═══ Blok Teks ═══
Selasa, 24 Desember 2013

Laporan Praktikum Kimia Pangan

PENGARUH SUHU TERHADAP MINYAK
Tiffany Gumilang Windhesty, A1M012005

ABSTRACT
Kandungan asam lemak pada beberapa jenis minyak berbeda satu sama lain baik jenis maupun jumlahnya. Pada minyak dengan asam lemak jenuh yang tinggi akan memiliki titik leleh yang tinggi. Bila minyak tersebut didinginkan maka akan membeku. Praktikum pengaruh suhu terhadap minyak bertujuan untuk mengetahui pengaruh suhu pada beberapa jenis minyak. Selain itu juga bertujuan untuk mengetahui pengaruh suhu dingin terhadap sifat fisik minyak yang meliputi keadaan cair atau padat, warna, serta bau. Minyak yang diuji terdiri dari minyak kelapa klentik, VCO, minyak kedelai, minyak kelapa sawit komersial, minyak kelapa sawit curah, dan minyak jagung. Pengujian dilakukan dengan memasukkan setiap jenis minyak ke dalam dua tabung reaksi, lalu dilakukan dua perlakuan yaitu dimasukkan ke dalam beaker glass berisi air suhu ruang dan pada beaker glass yang berisi air suhu dingin (di bawah 5°C). Setelah didiamkan selama 10 menit setiap minyak diamati warna, bau dan kondisi cair atau padat. Hasil pengujian menunjukkan bahwa pada suhu ruang semua jenis minyak berada pada kondisi cair. Sedangkan pada suhu di bawah 5°C ada dua minyak yang berfase padat atau membeku yaitu minyak kelapa klentik dan VCO, kemudian ada juga yang agak membeku yaitu minyak kelapa sawit curah dan minyak jagung. Pada pengamatan warna minyak, pada suhu ruang minyak klentik dan VCO berwarna bening, minyak kedelai berwarna kuning keputihan, minyak kelapa sawit komersial berwarna kuning keemasan, minyak kelapa sawit curah berwarna kuning, minyak jagung berwarna kuning cerah. Sedangkan pada suhu dingin, hanya minyak klentik dan VCO yang berbeda warnanya dibanding dengan pada suhu ruang yaitu menjadi putih, untuk minyak yang lain memiliki warna yang sama dengan pada perlakuan suhu ruang. Pada pengamatan bau minyak pada suhu ruang semua jenis minyak yang di uji memiliki bau yang tidak tengik. Sedangkan pada suhu dingin hanya minyak klentik yang berubah baunya yaitu menjadi tengik sedangkan minyak jenis lainnya tidak mengalami perubahan.
═══
● Petunjuk
1: Menurut laporan tentang pengaruh suhu terhadap minyak, jenis minyak apa saja yang berfase padat atau membeku pada suhu di bawah 5°C?
2: Lanjutkan tulisan laporan tentang pengaruh suhu terhadap minyak, dimulai setelah kalimat terakhirnya.
Baris-baris data sama sekali tidak digunakan di sini.
═══ Bahan ═══
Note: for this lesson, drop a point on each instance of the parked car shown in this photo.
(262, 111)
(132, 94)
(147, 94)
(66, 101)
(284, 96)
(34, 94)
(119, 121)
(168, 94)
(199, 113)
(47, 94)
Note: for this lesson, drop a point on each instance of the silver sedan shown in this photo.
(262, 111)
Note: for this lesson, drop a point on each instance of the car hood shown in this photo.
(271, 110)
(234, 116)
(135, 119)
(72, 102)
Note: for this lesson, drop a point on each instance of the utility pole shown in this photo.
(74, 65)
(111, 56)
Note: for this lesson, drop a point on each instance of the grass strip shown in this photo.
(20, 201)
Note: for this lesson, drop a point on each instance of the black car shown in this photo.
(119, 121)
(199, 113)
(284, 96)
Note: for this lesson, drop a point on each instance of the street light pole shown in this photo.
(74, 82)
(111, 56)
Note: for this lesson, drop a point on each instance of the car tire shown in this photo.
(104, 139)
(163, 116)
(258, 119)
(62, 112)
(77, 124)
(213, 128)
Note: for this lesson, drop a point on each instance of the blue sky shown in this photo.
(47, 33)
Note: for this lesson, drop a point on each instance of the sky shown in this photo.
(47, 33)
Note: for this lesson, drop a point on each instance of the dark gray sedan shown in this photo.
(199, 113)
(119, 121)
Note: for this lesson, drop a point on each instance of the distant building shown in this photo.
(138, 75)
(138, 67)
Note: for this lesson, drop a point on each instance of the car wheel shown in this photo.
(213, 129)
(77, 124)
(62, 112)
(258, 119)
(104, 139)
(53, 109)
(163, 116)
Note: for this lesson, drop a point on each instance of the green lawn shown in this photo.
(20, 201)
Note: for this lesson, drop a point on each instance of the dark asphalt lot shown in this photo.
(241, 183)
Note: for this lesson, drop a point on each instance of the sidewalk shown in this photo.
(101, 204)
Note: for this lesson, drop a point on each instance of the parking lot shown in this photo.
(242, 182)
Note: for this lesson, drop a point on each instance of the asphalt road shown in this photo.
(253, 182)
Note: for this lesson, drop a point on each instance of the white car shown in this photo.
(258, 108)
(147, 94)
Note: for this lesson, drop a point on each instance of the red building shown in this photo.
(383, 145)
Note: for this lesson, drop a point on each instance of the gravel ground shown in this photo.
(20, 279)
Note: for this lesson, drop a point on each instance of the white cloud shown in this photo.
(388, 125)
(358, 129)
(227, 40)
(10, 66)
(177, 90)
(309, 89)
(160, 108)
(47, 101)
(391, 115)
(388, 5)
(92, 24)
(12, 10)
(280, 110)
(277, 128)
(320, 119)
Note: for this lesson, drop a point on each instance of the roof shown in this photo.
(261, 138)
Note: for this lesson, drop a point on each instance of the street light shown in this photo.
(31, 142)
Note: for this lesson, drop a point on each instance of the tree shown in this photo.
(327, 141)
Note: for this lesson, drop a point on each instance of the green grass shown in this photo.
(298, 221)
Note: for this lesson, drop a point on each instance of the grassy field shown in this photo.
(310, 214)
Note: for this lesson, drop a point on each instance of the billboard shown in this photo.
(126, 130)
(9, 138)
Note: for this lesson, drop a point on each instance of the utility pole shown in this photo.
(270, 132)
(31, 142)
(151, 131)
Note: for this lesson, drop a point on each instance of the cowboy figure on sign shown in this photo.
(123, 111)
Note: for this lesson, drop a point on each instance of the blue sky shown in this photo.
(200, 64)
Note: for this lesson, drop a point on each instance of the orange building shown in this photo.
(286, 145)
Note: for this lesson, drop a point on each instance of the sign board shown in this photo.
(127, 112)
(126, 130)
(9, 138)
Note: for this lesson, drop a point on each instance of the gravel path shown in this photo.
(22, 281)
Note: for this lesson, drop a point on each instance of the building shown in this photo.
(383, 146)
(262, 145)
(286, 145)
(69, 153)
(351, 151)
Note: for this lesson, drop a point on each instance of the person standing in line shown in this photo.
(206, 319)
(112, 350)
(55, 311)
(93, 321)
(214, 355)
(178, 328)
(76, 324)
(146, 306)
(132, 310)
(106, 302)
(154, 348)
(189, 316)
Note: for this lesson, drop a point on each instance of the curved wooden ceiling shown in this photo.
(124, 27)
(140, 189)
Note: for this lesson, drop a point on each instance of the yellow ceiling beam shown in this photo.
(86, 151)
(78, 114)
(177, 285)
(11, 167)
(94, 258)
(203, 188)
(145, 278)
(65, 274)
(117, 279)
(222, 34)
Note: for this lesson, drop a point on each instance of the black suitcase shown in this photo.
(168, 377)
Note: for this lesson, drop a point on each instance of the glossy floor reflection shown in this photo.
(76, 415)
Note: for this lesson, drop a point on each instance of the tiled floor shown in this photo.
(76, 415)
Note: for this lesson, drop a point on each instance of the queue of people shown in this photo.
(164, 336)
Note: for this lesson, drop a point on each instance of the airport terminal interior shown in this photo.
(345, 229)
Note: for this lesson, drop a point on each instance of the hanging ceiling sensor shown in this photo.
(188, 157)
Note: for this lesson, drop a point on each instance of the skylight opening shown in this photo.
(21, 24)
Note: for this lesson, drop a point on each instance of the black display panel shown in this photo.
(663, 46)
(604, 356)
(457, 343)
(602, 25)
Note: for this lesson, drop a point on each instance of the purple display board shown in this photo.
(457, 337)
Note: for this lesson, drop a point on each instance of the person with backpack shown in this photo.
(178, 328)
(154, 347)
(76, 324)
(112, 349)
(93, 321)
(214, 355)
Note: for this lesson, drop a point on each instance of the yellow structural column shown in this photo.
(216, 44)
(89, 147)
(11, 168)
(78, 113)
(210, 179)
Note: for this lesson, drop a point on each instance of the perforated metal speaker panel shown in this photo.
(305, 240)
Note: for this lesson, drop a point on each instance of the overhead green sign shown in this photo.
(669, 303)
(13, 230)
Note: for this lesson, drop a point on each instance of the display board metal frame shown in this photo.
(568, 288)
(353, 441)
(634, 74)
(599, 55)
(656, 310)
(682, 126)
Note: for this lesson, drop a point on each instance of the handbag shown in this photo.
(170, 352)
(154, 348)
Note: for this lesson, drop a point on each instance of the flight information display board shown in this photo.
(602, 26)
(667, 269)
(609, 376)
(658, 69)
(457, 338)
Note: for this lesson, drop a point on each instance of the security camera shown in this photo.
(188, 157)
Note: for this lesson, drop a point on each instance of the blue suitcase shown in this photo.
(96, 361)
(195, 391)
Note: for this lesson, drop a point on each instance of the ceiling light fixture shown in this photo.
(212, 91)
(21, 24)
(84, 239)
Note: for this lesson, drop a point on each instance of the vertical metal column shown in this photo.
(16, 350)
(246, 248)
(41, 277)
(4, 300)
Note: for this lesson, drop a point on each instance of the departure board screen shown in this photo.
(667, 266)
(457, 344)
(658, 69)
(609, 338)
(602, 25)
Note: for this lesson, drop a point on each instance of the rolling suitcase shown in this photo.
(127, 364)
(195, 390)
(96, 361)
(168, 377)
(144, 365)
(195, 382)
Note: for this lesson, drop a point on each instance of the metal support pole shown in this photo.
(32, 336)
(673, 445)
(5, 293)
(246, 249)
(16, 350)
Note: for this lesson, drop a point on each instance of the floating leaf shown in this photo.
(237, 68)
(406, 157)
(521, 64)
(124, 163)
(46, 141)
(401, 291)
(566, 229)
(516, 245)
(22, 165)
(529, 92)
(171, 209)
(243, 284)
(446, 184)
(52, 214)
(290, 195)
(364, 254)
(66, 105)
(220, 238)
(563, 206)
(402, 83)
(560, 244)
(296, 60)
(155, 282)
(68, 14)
═══
● Jawaban Tugas
1: Minyak kelapa klentik dan VCO.

2:
PENDAHULUAN
Minyak  termasuk kelompok lipida sederhana yang bersifat tidak larut dalam air. Minyak cair pada suhu ruang, hal ini disebabkan karena rendahnya kandungan asam lemak jenuh dan tingginya kandungan asam lemak tidak jenuh serta mempunyai titik leleh yang rendah. Minyak dan lemak adalah senyawa kimia yang banyak terdapat di alam. Minyak umumnya berwujud cair pada suhu ruang sedangkan lemak cenderung berwujud padat pada suhu ruang. Asam-asam lemak merupakan komponen penyusun minyak dan lemak, dan asam lemak ini merupakan senyawa rantai karbon. Dalam rantai karbon asam lemak tersebut, terdapat ikatan antar karbon yang berjenis tunggal maupun rangkap. Ikatan jenis tunggal pada rantai karbon memiliki kestabilan oksidatif yang lebih baik dibandingkan ikatan rangkap. Sebaliknya, ikatan rangkap memberikan sifat minyak yang cair pada suhu ruang. Minyak tersusun atas asam lemak dimana setiap jenis minyak memiliki asam lemak penyusun yang berbeda-beda jenis dan jumlahnya. Sebagai contoh minyak jagung memiliki kandungan asam lemak tidak jenuh yang tinggi yaitu oleat 29% dan linoleat 54% (Buckle,1985). Sedangkan minyak kelapa memiliki kandungan asam lemak jenuh tinggi yaitu asam laurat sebanyak 44-52% (Ketaren, 1986).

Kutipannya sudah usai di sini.